TASK REQUIREMENTS:
Print the passage of the contract excerpt on share transfers and registration rights word for word, starting with "7.07 Transfers to" and going on through "Mallinckrodt and (ii)".

7.06 Survival. MBI's right of first refusal granted under
Section 7.01 shall survive the term of this Agreement.
7.07 Transfers to Affiliates. Mallinckrodt may transfer all or
any shares of Common Stock or Other Common Stock to an Affiliate of
Mallinckrodt if, prior to the transfer, (i) the Affiliate provides MBI
with the Affiliate's written acknowledgement that it will be bound by
the restrictions in this Article 7 as if it were Mallinckrodt and (ii)
Mallinckrodt provides MBI with an opinion of counsel, satisfactory to
MBI in its reasonable discretion, to the effect that the shares may be
transferred to the Affiliate without registration under the Securities
Act or the securities laws of any state.
ARTICLE 8
REGISTRATION RIGHTS
8.01 Piggy-back Registration. If at any time MBI proposes to
register any of its common stock under the Securities Act in
connection with the public offering of such securities on a form that
would also permit the registration of the Registrable Shares, MBI
shall, at such time, promptly give the Holders written notice of such
determination. Upon the written request of any Holder given within 20
business days after receipt of any such notice by the Holder, MBI
shall use its best efforts (subject to MBI's right to decide for any
reason not to proceed with the public offering and MBI's exercise of
its right of first refusal under Section 7.01) to cause to be
registered under the Securities Act all of the Registrable Shares that
each such Holder has requested be registered.

DATASET EXTRACT:
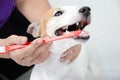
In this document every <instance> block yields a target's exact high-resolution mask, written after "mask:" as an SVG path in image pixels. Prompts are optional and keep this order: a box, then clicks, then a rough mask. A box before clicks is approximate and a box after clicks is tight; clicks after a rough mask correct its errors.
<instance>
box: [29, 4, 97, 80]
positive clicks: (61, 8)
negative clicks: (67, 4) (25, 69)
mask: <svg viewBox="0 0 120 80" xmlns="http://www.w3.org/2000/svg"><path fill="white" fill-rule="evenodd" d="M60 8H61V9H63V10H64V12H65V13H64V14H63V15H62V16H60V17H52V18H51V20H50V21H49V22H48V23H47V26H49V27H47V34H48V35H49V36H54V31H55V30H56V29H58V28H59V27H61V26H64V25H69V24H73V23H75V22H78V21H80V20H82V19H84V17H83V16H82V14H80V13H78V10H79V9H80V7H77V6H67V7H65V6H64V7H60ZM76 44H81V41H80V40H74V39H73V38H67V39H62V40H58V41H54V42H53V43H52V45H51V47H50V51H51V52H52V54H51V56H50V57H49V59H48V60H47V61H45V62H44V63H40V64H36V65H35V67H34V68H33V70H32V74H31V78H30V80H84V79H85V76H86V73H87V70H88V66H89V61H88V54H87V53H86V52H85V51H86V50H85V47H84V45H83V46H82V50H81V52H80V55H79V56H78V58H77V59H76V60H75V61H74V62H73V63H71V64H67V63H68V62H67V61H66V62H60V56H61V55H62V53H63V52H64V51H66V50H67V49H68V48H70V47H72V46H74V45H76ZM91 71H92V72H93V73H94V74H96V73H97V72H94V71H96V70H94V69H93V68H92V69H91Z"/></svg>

WRITTEN ANSWER:
7.07 Transfers to Affiliates. Mallinckrodt may transfer all or
any shares of Common Stock or Other Common Stock to an Affiliate of
Mallinckrodt if, prior to the transfer, (i) the Affiliate provides MBI
with the Affiliate's written acknowledgement that it will be bound by
the restrictions in this Article 7 as if it were Mallinckrodt and (ii)